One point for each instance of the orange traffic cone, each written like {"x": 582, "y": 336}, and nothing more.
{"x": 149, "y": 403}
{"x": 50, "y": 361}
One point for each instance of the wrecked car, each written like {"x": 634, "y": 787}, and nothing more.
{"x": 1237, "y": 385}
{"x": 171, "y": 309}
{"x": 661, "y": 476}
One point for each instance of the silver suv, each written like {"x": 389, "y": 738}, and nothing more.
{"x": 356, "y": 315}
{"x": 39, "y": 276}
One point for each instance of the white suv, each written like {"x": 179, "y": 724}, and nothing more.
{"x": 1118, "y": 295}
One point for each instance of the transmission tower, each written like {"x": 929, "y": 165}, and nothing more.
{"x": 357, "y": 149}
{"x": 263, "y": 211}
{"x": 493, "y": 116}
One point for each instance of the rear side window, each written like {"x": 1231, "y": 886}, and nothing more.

··········

■ WHAT IS BEING ASKED ■
Reproduce only the part of the data that opens with the line containing "One point for each instance of the transmission" and ends with the last line of the data, both ends included, keeping the request lines unchanged. Scale every point coordinate in the answers by 2.15, rounding to whole numbers with halves rounded up.

■ WRITTEN ANSWER ■
One point for each instance of the transmission tower, each written like {"x": 929, "y": 165}, and nothing more.
{"x": 768, "y": 320}
{"x": 565, "y": 454}
{"x": 1060, "y": 249}
One point for each instance of the rear side window, each written like {"x": 1231, "y": 886}, and nothing more.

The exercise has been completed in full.